SHORT PROBLEM 1:
Decide whether each statement below agrees with the text classification page. Answer yes or no for each and quote the deciding words from the page: (a) the collection holds 5,574 messages in English; (b) the CSV file is read with UTF-8 encoding; (c) the column "v2" is renamed to "label".
SHORT PROBLEM 2:
Please reproduce the text classification page between "The SMS Spam" and "(legitimate) or spam.", inclusive.

SUPPLIED TEXT:
** START **

# Text Classification

#### Context

The SMS Spam Collection is a set of SMS tagged messages that have been collected for SMS Spam research. It contains one set of SMS messages in English of 5,574 messages, tagged acording being ham (legitimate) or spam.

#### Dataset

https://www.kaggle.com/uciml/sms-spam-collection-dataset

##### Importing the Dataset

In [3]:
messages = pd.read_csv("spam.csv", encoding="latin-1")
messages.head()

Unnamed: 0,v1,v2,Unnamed: 2,Unnamed: 3,Unnamed: 4
0,ham,"Go until jurong point, crazy.. Available only ...",,,
1,ham,Ok lar... Joking wif u oni...,,,
2,spam,Free entry in 2 a wkly comp to win FA Cup fina...,,,
3,ham,U dun say so early hor... U c already then say...,,,
4,ham,"Nah I don't think he goes to usf, he lives aro...",,,


##### Data Cleaning

In [4]:
# selecting the relevant column
messages = messages[["v1","v2"]]

# renaming column
messages=messages.rename(columns={"v1":"label", "v2":"message"})
messages.head()

** END **

INFORMATION SHOWN:
** START **

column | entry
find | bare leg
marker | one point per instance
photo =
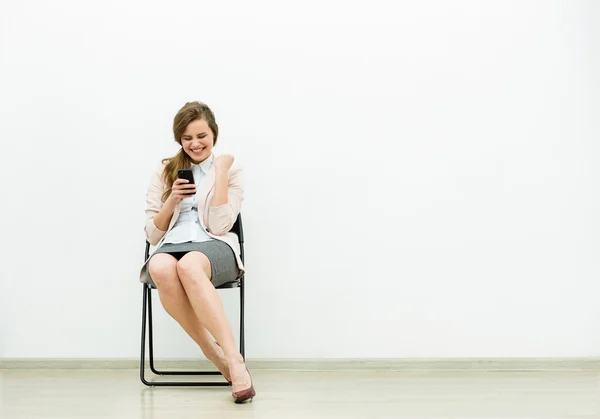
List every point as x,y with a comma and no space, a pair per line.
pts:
163,269
195,271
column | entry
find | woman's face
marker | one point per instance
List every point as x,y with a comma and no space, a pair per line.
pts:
197,140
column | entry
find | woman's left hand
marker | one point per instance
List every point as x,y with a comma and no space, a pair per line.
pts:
224,162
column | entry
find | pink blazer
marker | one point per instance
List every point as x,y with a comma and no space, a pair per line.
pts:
217,221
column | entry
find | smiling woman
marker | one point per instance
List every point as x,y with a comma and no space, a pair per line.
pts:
190,224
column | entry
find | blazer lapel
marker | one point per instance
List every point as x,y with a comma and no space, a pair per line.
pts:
206,188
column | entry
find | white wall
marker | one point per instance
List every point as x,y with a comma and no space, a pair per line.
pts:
422,176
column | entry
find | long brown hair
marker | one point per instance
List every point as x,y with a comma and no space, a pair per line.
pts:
191,111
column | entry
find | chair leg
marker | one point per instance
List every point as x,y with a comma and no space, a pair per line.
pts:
242,326
147,308
143,350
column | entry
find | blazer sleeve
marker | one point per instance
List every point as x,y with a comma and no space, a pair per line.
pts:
222,218
153,205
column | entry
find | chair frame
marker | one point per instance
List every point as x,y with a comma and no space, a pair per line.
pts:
147,321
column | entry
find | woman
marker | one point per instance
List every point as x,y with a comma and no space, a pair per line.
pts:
190,224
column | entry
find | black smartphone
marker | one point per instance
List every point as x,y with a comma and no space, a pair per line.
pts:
186,174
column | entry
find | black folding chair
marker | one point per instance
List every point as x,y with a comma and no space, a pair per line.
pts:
147,316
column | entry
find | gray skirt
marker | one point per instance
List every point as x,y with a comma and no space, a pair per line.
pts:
223,263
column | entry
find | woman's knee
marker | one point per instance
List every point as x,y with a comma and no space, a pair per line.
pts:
193,265
163,269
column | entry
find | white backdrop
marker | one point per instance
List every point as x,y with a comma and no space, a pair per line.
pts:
422,176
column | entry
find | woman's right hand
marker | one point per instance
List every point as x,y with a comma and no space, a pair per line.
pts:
182,189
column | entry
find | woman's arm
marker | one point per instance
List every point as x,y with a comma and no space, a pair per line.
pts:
158,214
227,200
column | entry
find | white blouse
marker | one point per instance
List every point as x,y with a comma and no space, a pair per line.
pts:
187,228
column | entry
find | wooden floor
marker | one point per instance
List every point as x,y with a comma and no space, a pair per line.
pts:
77,394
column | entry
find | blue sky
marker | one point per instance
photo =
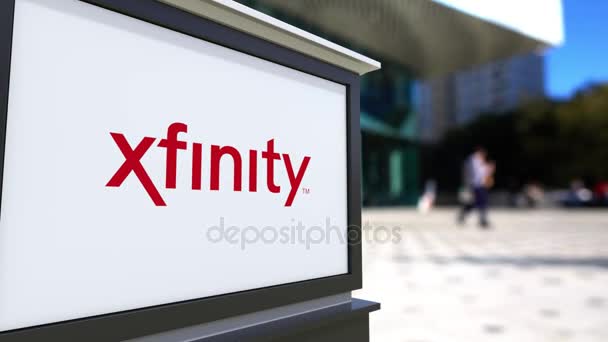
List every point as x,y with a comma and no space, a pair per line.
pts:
584,56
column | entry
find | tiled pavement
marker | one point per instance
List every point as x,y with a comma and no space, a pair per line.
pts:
536,276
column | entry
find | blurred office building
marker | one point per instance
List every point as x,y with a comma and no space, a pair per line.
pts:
417,40
495,87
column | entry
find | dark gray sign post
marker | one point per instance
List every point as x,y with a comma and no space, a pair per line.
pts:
315,306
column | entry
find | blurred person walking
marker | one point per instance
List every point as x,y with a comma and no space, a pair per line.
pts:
478,177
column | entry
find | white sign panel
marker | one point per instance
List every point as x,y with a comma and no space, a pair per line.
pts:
145,167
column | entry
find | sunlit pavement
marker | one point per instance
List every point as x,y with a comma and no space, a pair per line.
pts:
535,276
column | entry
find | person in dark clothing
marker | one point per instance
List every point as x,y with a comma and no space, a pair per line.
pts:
478,178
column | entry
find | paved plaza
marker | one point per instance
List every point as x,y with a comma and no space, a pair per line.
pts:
535,276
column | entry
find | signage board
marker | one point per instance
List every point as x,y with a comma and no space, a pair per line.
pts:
145,166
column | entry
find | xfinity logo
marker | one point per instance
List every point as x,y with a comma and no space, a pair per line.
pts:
172,144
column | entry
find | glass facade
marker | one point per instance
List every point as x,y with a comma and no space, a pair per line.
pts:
390,163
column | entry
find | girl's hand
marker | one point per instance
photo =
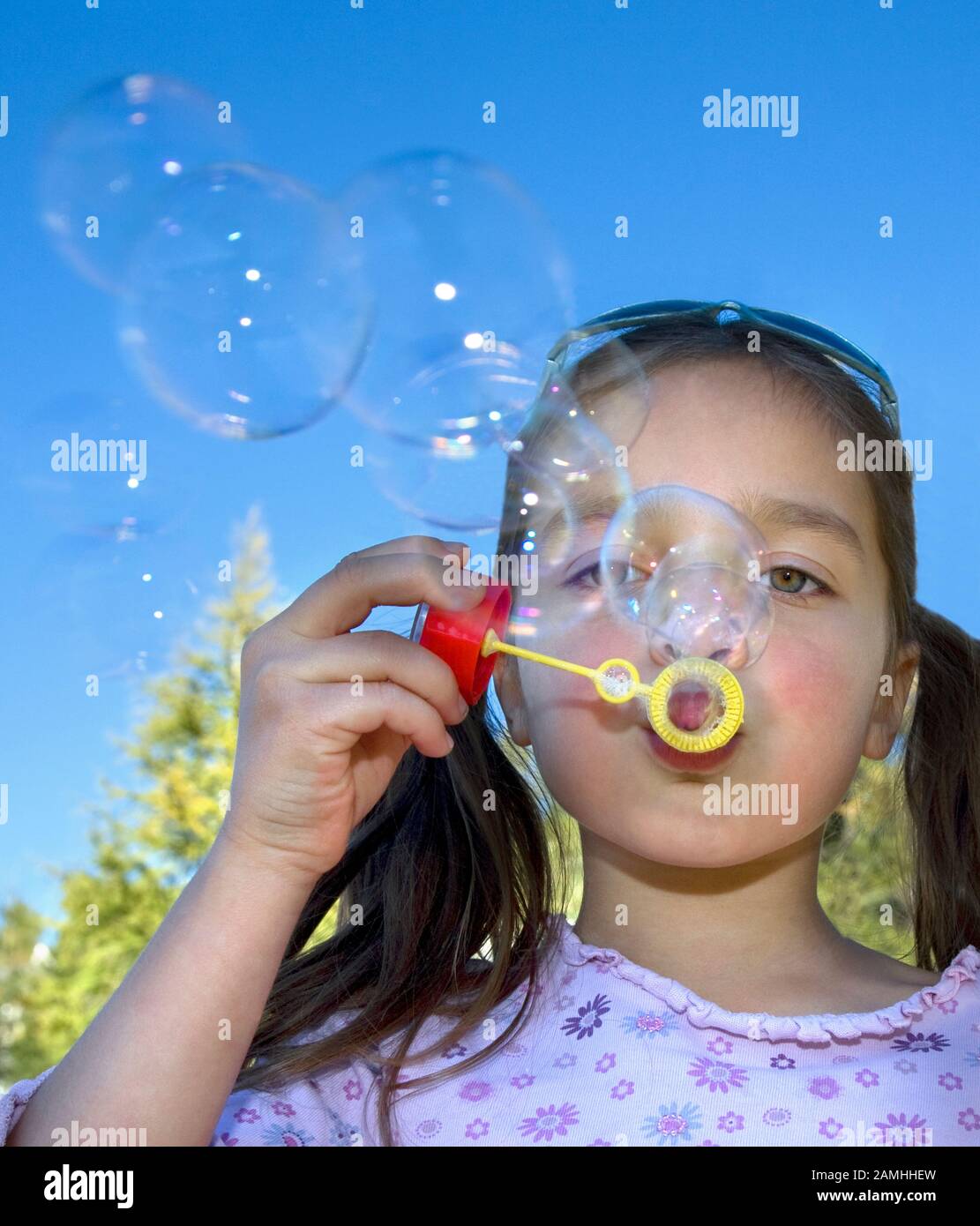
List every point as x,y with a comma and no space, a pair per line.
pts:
317,747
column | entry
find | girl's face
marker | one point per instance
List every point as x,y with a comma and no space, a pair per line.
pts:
813,701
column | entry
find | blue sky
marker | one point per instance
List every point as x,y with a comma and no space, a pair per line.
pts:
599,114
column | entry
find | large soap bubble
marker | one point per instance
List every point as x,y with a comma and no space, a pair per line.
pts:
110,156
467,404
247,313
687,566
459,260
553,521
454,487
594,384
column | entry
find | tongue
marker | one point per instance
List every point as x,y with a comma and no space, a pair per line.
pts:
687,706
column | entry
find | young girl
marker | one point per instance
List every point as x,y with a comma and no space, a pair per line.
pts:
702,997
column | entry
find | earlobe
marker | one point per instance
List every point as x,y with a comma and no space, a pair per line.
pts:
889,706
511,697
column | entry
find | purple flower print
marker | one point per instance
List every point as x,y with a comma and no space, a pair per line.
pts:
716,1074
477,1129
674,1125
476,1090
647,1025
589,1018
547,1122
901,1132
831,1128
289,1135
920,1043
825,1088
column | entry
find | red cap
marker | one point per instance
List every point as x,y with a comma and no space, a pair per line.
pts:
456,635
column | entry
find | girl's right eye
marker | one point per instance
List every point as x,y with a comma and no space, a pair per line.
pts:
617,574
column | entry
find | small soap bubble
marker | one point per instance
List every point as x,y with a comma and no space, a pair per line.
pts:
617,681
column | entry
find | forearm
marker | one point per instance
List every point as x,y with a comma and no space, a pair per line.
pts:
165,1050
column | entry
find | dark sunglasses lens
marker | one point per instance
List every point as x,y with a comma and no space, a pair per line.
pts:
814,333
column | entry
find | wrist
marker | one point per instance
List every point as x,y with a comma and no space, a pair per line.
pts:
237,848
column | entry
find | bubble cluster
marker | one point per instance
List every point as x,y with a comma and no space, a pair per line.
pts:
460,261
112,154
687,566
245,313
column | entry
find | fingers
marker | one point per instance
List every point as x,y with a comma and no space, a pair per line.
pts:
384,704
402,572
378,656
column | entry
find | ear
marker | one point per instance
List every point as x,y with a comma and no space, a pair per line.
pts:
888,710
511,695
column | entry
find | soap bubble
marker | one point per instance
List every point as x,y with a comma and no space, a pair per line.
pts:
245,313
550,516
467,404
687,566
607,401
458,258
120,593
453,487
110,156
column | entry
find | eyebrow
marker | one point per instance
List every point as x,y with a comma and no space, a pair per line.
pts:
782,512
764,509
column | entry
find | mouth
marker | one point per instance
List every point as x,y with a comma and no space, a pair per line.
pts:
685,763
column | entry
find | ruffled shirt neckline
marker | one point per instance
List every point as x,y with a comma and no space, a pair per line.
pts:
804,1028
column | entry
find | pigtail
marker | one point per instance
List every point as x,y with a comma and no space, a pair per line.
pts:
942,785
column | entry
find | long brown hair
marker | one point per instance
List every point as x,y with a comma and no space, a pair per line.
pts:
437,878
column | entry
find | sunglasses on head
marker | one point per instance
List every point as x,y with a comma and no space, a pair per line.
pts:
589,336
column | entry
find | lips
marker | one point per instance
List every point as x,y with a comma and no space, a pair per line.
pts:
687,705
699,764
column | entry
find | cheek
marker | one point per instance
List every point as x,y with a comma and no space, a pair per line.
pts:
820,687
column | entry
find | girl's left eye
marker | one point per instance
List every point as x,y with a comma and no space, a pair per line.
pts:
625,572
782,572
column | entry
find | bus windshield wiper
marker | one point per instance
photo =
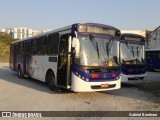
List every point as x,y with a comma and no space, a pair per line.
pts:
131,49
94,43
138,49
108,46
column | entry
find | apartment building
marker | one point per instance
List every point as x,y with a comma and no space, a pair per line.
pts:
20,32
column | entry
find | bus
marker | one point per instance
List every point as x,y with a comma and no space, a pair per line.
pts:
132,57
79,57
153,50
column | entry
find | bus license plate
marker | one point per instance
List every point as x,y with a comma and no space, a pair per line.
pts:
104,85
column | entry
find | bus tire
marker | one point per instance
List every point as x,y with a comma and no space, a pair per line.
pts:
20,75
50,78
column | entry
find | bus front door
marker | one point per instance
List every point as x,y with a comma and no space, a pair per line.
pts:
26,59
63,72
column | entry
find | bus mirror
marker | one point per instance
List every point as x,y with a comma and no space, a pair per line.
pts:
69,44
76,44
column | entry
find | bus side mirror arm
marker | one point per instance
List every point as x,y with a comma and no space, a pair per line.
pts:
69,44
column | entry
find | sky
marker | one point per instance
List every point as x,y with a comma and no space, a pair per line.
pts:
52,14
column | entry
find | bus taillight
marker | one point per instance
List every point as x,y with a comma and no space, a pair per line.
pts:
130,70
114,75
95,75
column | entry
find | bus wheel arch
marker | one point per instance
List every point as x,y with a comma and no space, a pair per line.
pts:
50,79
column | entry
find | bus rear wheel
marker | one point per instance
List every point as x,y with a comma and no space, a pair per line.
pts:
51,81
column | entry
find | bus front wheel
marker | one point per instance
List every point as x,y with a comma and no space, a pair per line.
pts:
51,81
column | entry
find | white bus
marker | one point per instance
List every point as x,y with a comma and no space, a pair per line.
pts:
153,50
132,57
79,57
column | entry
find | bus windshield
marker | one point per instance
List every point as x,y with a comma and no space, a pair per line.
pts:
132,53
97,52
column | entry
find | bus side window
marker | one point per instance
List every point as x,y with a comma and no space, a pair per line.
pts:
43,47
53,42
34,46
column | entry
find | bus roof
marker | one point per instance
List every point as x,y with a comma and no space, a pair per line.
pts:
132,37
70,27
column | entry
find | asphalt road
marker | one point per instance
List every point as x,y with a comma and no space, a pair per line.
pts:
31,95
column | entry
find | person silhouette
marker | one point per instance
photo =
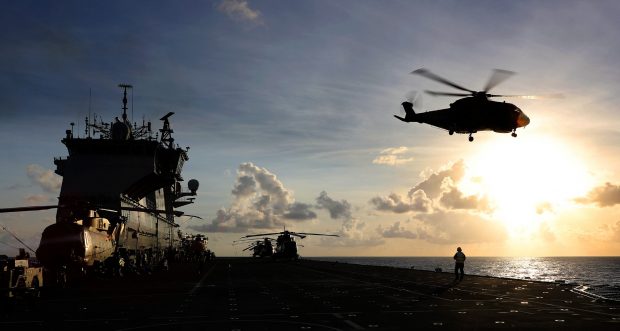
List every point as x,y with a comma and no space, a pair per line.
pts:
459,259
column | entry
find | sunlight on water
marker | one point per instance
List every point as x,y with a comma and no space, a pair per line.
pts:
599,273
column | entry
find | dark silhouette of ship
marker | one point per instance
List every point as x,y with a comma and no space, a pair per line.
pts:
117,206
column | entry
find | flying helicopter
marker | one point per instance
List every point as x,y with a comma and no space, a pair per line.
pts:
286,247
118,197
473,113
259,248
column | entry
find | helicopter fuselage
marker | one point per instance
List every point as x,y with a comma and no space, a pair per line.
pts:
470,115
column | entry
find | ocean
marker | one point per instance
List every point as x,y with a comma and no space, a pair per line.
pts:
595,275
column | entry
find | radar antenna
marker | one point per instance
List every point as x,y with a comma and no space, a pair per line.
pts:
125,87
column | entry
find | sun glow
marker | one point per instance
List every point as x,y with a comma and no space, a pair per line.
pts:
526,179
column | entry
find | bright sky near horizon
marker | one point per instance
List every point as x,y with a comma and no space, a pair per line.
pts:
287,108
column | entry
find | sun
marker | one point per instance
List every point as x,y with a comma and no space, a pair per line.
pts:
526,179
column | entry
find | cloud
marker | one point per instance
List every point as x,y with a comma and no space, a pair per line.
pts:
240,10
393,156
452,227
396,204
453,198
437,189
37,199
337,209
300,211
260,202
432,184
396,231
604,196
544,207
351,230
545,233
45,178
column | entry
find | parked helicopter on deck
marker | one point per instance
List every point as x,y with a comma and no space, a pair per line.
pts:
286,247
118,197
473,113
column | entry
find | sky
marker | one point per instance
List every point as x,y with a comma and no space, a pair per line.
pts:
287,109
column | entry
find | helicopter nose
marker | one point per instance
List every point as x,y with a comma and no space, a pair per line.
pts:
523,120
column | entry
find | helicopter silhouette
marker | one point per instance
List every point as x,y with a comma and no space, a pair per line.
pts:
259,248
473,113
118,198
286,246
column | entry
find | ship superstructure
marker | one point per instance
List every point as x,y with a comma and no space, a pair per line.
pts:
121,185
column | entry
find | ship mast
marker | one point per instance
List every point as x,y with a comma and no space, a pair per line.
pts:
125,87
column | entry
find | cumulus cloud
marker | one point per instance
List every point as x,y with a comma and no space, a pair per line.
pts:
545,233
438,189
544,207
449,227
418,201
604,196
396,231
393,156
45,178
240,10
260,201
37,199
351,230
300,211
432,184
452,198
337,209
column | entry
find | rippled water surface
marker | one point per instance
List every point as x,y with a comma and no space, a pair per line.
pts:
600,274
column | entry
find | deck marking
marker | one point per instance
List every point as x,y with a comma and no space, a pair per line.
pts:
199,283
349,322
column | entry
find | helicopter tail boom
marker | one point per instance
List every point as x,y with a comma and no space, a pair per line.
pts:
409,112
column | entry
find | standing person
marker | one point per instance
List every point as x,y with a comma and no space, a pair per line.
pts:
459,258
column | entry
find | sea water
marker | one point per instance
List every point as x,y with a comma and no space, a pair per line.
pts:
598,275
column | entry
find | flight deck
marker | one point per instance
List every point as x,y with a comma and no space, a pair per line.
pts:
263,294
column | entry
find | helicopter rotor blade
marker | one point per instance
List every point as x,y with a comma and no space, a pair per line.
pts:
432,76
27,208
498,76
531,97
434,93
260,234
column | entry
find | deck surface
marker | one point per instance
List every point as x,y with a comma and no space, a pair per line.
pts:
254,294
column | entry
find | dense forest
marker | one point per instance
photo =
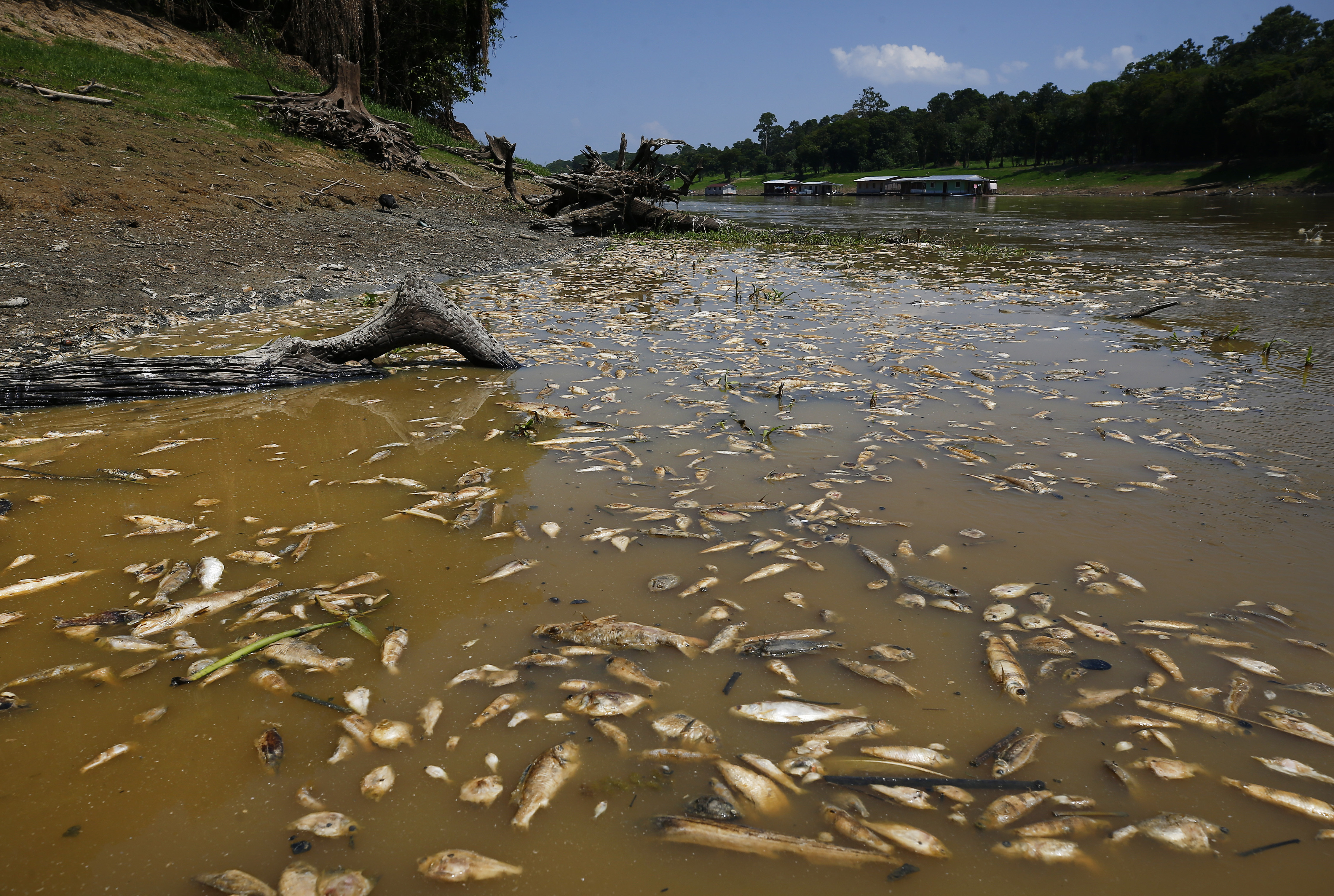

** END **

PROBLEM SOLUTION 1:
(a) Yes: "It contains one set of SMS messages in English of 5,574 messages"
(b) No: "encoding="latin-1""
(c) No: "v1":"label", "v2":"message"

PROBLEM SOLUTION 2:
The SMS Spam Collection is a set of SMS tagged messages that have been collected for SMS Spam research. It contains one set of SMS messages in English of 5,574 messages, tagged acording being ham (legitimate) or spam.